PROBLEM DETAILS>
From the FILA results report below, please state the dividend per share the board resolved to propose.

EXCERPT PROVIDED>
=======
(Alliance News) - The board of directors of FILA Spa on Wednesday approved the draft individual financial statements for the year ending Dec. 31, 2022 and the consolidated financial statements for the year ending Dec. 31, 2022, reporting normalized group net income of EUR37.7 million down from EUR42.5 million.

The board also resolved to propose the allocation of a dividend of EUR0.12 per share.

Revenues amounted to EUR764.6 million, up from EUR635.5 million as of Dec. 31, 2021. Excluding the positive foreign exchange effect of EUR45.3 million mainly attributable to the U.S. dollar, Indian rupee, and Mexican pesos, partially offset by the devaluation of the Turkish lira and Argentine peso, organic growth amounted to EUR65.8 million, the company explained in a note.

Significant growth in Asia, by 70 percent; Central and South America up 60 percent, thanks to strong progress, particularly in the School & Office segment, in India and Mexico; Europe essentially flat on 2021; and North America down 2.9 percent.

Normalized Ebitda for 2022 is EUR110.3 million up from EUR109.1 million in 2021.

Ebit is EUR78.7 million, broadly in line with that of the previous year, and includes depreciation and amortization of EUR31.5 million showing an increase of EUR1.3 million mainly due to an increase in write-downs and provisions for estimated credit losses as a result of the increase in turnover, the negative economic-financial environment as well as an increase in depreciation related to a moderate recovery in investments, which were previously slowed down by the uncertainty scenario due to the Covid-19 pandemic.

The group's net financial debt as of December 31, 2022 was negative EUR435.2 million, a slight improvement from December 31, 2021 when it was negative EUR437.3 million.

As for the future, fiscal year 2023 will continue to be characterized by a cautious attitude on the part of both businesses and consumers and by stable inflation and a subsequent gradual recovery in consumption.

FILA, consequently, has already adopted a comprehensive product price increase policy for FY 2023, demonstrating - as in the past and also thanks to the vertical integration of the supply chain - its ability to manage inflationary phenomena.

The group's economic growth is expected particularly in "Art" products, especially in North America. This growth will be further supported by the positive trend in "School" products, thanks to the significant performance expected in India and Mexico.

This is supported by major investments in India to support the strong growth expected.

By 2023, a recovery in margins, a satisfactory level of cash generation and a consequent reduction in debt is expected, consistent with the need to maintain an adequate level of inventories to cope with any consequences that might be generated by escalation in the Russian-Ukrainian conflict.

FILA's stock on Wednesday closed down 1.4 percent at EUR7.08 per share.
=======
THE DATA>
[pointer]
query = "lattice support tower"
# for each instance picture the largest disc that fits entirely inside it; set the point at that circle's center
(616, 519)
=======
ANSWER SECTION>
EUR0.12 per share.